### WORK TO BE COMPLETED
Copy the entries verbatim, beginning at the line containing "Spot the snowman plush" and continuing through the line containing "Spot the wolf's".
[START OF RECORD EXCERPTS]
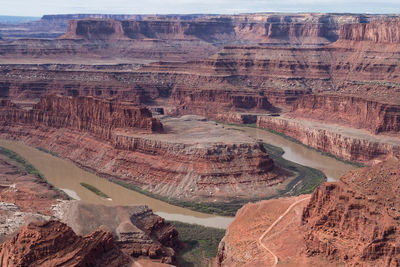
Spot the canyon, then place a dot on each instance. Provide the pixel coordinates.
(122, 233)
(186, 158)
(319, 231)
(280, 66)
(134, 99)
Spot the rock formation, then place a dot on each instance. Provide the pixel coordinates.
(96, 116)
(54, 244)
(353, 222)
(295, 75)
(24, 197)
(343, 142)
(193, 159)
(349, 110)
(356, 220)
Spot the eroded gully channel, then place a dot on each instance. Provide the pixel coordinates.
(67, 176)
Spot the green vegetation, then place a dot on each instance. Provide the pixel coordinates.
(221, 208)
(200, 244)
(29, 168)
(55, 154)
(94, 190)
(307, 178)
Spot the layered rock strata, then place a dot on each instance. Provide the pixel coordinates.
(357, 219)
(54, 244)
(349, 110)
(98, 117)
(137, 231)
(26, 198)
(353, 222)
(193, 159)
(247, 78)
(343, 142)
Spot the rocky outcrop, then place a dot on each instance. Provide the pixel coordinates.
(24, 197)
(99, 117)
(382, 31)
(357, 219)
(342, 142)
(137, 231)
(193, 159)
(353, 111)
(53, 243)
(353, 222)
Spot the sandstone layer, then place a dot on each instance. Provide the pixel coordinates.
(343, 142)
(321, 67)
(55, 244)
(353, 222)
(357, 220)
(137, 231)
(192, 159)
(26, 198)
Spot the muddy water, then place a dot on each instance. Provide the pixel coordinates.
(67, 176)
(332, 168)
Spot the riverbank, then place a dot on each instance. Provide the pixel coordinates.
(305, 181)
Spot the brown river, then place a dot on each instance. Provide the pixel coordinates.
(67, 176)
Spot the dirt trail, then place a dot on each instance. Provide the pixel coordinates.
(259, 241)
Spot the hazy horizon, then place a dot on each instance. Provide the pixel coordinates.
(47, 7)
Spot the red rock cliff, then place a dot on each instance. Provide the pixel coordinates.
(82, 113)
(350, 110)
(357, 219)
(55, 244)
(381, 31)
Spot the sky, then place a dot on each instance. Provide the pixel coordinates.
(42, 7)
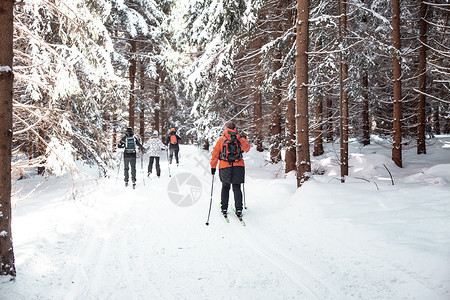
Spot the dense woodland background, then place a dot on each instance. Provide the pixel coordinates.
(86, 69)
[END OF RECORD EXCERPTS]
[START OF RECORD EXCERPTS]
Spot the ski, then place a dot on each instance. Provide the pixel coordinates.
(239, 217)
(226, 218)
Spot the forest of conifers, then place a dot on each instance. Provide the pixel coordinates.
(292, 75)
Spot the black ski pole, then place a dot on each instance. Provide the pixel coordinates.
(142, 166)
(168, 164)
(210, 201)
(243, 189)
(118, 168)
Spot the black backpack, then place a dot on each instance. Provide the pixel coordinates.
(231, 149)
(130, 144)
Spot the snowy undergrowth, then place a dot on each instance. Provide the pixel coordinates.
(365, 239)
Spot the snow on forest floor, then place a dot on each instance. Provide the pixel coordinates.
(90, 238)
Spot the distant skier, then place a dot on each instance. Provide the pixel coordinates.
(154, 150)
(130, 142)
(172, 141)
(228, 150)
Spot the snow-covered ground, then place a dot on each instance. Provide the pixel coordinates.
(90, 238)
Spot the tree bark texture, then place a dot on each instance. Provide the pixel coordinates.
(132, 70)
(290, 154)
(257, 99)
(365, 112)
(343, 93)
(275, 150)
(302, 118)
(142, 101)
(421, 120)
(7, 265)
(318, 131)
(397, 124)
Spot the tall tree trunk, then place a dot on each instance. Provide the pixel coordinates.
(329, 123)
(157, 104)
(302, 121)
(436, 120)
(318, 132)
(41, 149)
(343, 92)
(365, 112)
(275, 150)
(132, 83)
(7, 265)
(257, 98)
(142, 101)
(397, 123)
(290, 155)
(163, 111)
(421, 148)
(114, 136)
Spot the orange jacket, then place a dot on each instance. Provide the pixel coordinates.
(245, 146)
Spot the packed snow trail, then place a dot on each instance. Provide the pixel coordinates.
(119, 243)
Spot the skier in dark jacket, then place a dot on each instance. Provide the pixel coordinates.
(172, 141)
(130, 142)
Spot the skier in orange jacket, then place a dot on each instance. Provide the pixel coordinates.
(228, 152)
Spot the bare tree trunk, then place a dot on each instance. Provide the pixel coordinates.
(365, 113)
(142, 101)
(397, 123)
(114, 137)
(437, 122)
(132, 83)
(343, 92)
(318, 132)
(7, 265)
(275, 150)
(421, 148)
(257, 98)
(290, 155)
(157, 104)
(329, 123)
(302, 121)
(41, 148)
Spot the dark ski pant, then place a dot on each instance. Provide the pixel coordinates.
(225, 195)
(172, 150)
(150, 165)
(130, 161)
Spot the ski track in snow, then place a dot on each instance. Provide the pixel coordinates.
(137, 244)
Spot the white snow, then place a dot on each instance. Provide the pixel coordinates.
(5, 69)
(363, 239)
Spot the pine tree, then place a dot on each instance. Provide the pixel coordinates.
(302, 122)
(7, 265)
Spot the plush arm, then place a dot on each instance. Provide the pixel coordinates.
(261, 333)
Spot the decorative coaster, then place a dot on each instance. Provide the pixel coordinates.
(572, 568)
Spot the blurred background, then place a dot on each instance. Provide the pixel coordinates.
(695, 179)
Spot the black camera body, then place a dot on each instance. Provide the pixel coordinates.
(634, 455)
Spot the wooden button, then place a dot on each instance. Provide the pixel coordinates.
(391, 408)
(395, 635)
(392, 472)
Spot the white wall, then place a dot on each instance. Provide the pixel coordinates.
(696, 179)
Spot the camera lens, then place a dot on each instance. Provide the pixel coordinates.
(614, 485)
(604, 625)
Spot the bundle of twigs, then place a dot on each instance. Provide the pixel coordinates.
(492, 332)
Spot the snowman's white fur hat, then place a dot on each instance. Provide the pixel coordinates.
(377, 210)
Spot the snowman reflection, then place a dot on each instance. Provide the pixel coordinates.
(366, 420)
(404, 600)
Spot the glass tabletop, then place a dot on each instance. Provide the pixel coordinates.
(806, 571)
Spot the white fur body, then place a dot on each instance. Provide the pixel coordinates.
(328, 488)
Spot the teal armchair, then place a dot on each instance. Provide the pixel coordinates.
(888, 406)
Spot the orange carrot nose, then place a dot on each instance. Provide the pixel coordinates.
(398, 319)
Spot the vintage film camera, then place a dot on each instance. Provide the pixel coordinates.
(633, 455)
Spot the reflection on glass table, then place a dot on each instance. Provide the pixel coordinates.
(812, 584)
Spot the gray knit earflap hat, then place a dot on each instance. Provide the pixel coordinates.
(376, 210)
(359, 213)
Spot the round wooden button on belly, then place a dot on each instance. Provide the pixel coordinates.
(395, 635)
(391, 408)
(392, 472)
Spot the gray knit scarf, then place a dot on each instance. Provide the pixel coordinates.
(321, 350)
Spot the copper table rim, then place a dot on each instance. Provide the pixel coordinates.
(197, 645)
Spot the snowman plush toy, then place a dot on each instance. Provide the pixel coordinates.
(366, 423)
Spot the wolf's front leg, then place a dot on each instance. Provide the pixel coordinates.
[END OF RECORD EXCERPTS]
### EXPECTED ANSWER
Spot the snowman plush toy, then place a dot on each instance. Provide the pixel coordinates.
(366, 423)
Spot the wolf's front leg, then place a dot on each instance. Provide the pixel coordinates.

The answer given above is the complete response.